## PROBLEM
Show each line in the rows below that contains the word "post".

*****

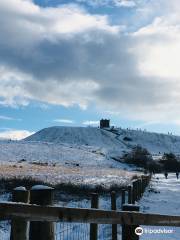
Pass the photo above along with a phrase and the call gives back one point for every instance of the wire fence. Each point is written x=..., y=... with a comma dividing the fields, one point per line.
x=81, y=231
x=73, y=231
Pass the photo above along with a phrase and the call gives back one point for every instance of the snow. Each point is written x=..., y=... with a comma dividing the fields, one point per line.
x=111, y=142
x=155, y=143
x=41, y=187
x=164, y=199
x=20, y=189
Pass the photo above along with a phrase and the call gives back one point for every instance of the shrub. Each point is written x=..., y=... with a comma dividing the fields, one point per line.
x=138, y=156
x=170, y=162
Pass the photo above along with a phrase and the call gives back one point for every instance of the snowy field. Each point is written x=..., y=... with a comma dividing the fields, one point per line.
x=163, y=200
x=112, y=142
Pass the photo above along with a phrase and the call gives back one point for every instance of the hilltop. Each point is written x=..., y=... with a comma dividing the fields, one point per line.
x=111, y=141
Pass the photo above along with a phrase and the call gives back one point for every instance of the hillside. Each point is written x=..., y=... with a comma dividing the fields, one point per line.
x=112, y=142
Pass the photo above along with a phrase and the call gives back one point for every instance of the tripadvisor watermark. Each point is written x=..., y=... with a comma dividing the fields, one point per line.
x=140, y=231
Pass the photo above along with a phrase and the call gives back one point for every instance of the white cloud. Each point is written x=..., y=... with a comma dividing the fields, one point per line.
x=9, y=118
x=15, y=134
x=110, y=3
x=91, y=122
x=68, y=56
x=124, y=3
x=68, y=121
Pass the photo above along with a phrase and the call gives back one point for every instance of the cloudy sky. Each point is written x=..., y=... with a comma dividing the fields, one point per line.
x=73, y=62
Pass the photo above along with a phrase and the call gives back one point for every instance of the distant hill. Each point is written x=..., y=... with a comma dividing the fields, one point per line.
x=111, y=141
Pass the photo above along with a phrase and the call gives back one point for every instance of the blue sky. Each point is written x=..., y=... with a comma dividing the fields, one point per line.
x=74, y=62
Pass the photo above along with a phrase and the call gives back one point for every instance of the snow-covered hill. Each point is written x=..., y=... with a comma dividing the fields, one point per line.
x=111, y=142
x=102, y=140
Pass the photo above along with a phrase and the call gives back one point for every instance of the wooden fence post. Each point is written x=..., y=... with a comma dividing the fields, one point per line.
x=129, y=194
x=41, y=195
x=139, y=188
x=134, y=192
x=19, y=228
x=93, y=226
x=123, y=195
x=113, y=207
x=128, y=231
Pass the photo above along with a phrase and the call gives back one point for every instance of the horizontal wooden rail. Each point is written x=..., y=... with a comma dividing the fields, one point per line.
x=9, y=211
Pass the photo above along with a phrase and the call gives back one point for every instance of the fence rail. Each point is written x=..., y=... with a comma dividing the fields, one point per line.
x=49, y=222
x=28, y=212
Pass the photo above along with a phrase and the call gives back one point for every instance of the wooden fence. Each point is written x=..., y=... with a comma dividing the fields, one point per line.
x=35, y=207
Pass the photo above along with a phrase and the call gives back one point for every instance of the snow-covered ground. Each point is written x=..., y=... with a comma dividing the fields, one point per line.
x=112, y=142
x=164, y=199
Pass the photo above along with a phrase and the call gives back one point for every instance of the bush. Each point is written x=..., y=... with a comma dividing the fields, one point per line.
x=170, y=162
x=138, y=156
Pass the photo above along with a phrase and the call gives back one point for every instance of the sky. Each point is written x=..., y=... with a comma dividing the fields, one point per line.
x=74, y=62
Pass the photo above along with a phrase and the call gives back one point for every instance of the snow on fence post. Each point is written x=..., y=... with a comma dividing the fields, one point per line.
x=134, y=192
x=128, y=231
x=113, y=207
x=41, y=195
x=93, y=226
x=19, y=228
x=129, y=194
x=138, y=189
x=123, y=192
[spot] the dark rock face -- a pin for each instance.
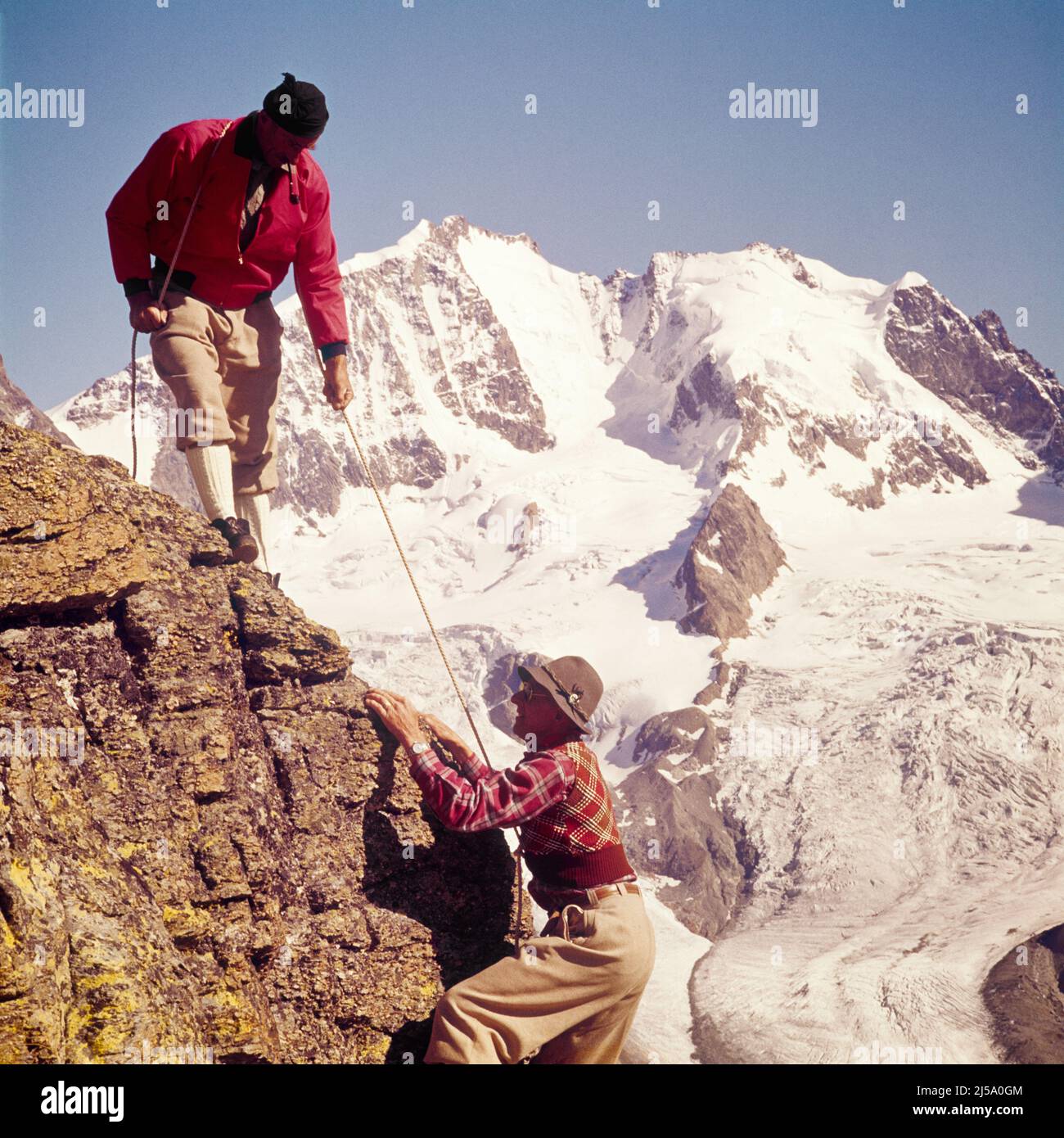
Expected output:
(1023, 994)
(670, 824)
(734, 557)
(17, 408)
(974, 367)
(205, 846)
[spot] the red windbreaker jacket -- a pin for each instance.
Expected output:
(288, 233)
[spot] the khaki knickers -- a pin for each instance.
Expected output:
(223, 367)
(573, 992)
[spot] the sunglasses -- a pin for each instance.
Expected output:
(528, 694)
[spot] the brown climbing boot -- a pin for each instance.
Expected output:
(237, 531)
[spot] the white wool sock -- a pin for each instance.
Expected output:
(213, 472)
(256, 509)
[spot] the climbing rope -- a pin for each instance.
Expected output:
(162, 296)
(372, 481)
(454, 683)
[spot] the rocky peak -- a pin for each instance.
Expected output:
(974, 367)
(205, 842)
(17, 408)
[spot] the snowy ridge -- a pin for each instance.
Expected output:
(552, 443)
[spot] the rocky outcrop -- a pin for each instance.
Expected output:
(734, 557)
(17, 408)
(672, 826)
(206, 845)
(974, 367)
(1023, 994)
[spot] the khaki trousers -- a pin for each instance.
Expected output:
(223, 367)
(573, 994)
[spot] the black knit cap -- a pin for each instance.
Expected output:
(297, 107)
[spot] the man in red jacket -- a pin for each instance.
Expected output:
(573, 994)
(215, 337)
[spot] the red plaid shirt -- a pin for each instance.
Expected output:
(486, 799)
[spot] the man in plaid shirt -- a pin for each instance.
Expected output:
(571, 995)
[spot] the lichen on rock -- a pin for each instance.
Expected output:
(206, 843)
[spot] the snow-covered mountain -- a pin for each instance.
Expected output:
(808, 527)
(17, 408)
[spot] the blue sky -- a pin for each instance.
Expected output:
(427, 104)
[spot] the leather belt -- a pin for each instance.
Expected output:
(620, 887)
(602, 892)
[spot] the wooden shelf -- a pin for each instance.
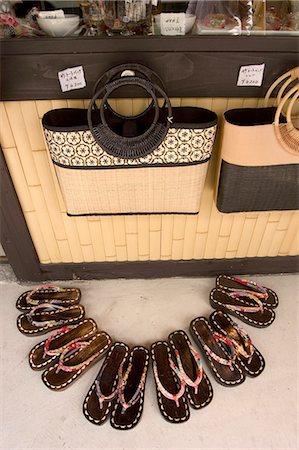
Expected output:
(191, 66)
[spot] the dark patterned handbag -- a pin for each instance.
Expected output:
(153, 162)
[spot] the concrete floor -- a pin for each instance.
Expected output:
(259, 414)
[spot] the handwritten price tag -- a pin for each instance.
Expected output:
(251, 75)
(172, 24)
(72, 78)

*****

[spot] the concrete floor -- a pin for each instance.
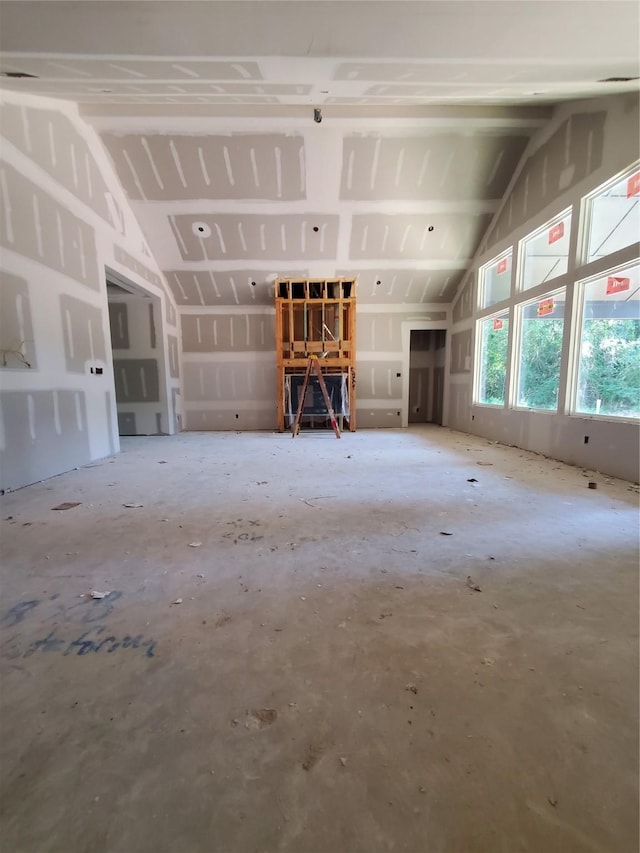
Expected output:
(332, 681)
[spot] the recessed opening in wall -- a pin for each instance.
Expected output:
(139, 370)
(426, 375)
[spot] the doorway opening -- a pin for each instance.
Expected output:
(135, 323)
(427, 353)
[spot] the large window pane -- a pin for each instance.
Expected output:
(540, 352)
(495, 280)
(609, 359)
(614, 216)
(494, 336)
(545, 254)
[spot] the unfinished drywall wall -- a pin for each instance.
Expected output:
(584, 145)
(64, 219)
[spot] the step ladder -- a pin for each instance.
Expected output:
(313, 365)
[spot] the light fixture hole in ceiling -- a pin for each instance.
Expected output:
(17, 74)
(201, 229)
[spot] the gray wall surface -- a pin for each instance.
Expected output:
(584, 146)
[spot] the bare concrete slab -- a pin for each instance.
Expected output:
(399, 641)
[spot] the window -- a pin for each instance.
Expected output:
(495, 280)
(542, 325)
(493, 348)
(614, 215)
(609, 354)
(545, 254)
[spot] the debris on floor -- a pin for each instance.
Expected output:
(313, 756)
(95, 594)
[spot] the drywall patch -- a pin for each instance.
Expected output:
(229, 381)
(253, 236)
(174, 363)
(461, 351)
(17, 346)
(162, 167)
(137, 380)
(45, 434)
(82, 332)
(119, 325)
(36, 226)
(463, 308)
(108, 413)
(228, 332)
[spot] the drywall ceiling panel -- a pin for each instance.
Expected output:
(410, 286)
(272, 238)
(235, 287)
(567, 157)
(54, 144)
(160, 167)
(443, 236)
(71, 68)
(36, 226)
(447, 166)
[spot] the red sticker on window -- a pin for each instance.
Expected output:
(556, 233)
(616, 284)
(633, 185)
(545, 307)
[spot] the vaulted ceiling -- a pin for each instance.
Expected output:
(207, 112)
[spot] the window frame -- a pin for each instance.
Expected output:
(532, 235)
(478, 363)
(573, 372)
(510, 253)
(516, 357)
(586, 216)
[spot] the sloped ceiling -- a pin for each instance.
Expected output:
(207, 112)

*****

## FULL OUTPUT
Pass the photo above along with a phrase and the call gives back one point for every instance of the wooden fence post. Each point is written x=..., y=... with a comma dividing the fields, one point per line.
Pass the photo above along with a phrase and the call gives back one point for every instance of the snow on fence post. Each point is written x=..., y=... with a comma dividing the fields, one point per line.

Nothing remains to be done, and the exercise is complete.